* [What this task involves] An exact restatement of every record is required.

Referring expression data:
========================

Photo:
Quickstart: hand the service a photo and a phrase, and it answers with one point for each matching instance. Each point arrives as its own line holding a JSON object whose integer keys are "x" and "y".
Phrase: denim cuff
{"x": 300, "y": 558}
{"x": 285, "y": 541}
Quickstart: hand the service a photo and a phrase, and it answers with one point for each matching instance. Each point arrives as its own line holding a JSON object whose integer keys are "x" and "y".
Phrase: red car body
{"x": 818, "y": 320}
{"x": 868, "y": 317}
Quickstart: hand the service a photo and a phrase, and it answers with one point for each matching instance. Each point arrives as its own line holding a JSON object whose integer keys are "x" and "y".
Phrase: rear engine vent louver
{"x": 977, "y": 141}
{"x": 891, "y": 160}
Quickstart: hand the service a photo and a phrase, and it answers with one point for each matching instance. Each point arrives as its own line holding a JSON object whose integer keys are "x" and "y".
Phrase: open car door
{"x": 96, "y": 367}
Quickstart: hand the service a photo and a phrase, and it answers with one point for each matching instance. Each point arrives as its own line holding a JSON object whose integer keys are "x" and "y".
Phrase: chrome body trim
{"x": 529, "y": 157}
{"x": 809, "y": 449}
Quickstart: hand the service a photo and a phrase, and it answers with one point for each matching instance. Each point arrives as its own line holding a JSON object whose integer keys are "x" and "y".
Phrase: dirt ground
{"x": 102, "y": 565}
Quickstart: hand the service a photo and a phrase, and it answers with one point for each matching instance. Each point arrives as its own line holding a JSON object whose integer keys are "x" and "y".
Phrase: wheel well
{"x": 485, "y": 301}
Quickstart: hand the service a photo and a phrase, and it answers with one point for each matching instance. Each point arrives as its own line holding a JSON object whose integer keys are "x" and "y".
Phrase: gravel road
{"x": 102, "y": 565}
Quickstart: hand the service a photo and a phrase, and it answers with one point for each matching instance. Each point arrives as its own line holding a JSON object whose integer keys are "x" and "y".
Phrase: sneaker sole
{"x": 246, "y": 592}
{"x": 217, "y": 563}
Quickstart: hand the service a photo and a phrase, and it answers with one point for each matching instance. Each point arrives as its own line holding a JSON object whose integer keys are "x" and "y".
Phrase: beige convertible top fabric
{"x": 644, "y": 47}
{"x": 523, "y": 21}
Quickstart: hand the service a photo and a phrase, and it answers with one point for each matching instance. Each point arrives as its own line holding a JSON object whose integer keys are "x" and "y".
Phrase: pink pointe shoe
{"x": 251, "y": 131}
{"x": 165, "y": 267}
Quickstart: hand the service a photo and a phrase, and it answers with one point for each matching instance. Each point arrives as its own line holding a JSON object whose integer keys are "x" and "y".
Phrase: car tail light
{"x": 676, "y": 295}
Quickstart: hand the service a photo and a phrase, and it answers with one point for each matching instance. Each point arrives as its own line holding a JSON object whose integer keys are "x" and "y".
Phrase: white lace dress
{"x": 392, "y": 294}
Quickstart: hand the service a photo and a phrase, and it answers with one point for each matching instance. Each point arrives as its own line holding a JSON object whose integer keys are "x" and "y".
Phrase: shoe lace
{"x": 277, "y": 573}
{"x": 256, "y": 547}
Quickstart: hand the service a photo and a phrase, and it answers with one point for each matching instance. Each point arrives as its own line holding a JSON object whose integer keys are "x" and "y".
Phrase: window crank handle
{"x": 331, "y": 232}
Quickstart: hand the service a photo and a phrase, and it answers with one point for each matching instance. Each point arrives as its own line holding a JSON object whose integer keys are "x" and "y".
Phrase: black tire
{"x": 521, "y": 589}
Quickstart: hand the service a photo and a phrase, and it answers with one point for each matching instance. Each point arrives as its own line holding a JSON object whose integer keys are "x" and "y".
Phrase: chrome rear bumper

========================

* [Solution to the problem]
Photo:
Quickstart: hand the service a photo and a phrase, and it answers with one point for each matching instance. Each point arrives as its own line holding a JSON object whose integer keys are "x" and "y".
Phrase: denim cuff
{"x": 300, "y": 558}
{"x": 285, "y": 541}
Quickstart: hand the service a photo and a phrase, and it answers with one point for each matching instance. Each point arrives as its own line holding a JSON object whose integer keys are "x" and "y".
Phrase: red car body
{"x": 818, "y": 320}
{"x": 868, "y": 317}
Quickstart: hand the service a photo and a phrase, and it answers with one point for each matching instance. Each point arrives as its own line holding a JSON object whose integer keys are "x" and "y".
Phrase: rear engine vent louver
{"x": 977, "y": 141}
{"x": 891, "y": 160}
Quickstart: hand the service a photo and a phrase, and it answers with one point for each matching instance. Each point arrives as its own line holding a JSON object whose integer keys are "x" and "y".
Phrase: open car door
{"x": 96, "y": 367}
Quickstart: hand the service a photo and a phrase, and it answers with one point for each matching instance. Each point arrives as its own line holding a JSON object whose integer keys are "x" and "y".
Phrase: chrome body trim
{"x": 529, "y": 157}
{"x": 809, "y": 449}
Quickstart: hand the service a photo and a phrase, and it answers with one point for each matching instance. Each point arrives as its own line holding a JSON object whose integer keys are "x" and "y".
Phrase: dirt ground
{"x": 102, "y": 565}
Quickstart: hand the service a photo and a phrase, and it answers with one point for each matching instance. Each point arrives as its own line holding a JSON object whose integer keys are "x" and "y".
Phrase: wheel well
{"x": 485, "y": 301}
Quickstart: hand the service a photo and a phrase, and it answers with one point for each matching instance. Each point arrives as its own line holding a JSON object whose integer keys are "x" and "y".
Phrase: gravel road
{"x": 102, "y": 565}
Quickstart: hand the service a photo and a phrase, and it answers with one point for each matching instance. Each point arrives as its own line holding a JSON object whose integer keys are "x" and "y".
Phrase: sneaker sole
{"x": 246, "y": 592}
{"x": 217, "y": 563}
Quickstart: hand the service a photo and a phrase, and it answers with one point for each matching instance. Each point arrives as its own line holding a JSON object whose integer keys are "x" and "y".
Phrase: beige convertible top fabric
{"x": 644, "y": 47}
{"x": 523, "y": 21}
Quickstart: hand the service a photo and a phrase, and it answers with one point for each matching instance. Each point arrives as its own line holding a JSON object whose integer keys are "x" and "y".
Phrase: pink pointe shoe
{"x": 251, "y": 131}
{"x": 165, "y": 267}
Quickstart: hand the service a photo and a phrase, and it answers with one point for each matching instance. Each point arrives as its own line holding a JSON object whose integer keys are "x" and "y".
Phrase: car tail light
{"x": 676, "y": 295}
Quickstart: hand the service a photo and a phrase, and it answers with one point for each matching instance. Each point arrives as its own line holding a JSON object whose integer keys are "x" and "y".
Phrase: white lace dress
{"x": 392, "y": 294}
Quickstart: hand the service a photo and a phrase, and it answers with one point for each matching instance. Each point arrives as its own line holding a JSON object whose integer keys are "x" and "y".
Phrase: shoe lace
{"x": 277, "y": 573}
{"x": 256, "y": 547}
Quickstart: hand the service a photo and a phrase, and it answers with one point for each matching instance. Each point arrives as its own line holding a JSON object whose integer keys are "x" and "y".
Phrase: window crank handle
{"x": 331, "y": 232}
Quickstart: hand the service a photo and a phrase, and it answers with one point for each matching instance. Each point arrives as its own line holding a JSON object whose integer keys are "x" and "y".
Phrase: black tire
{"x": 521, "y": 589}
Quickstart: hand the service a photo and a phrase, and it answers with one point for each matching instance. Each point arrives as its own line holding a JSON object whose integer keys are "x" and "y".
Phrase: chrome rear bumper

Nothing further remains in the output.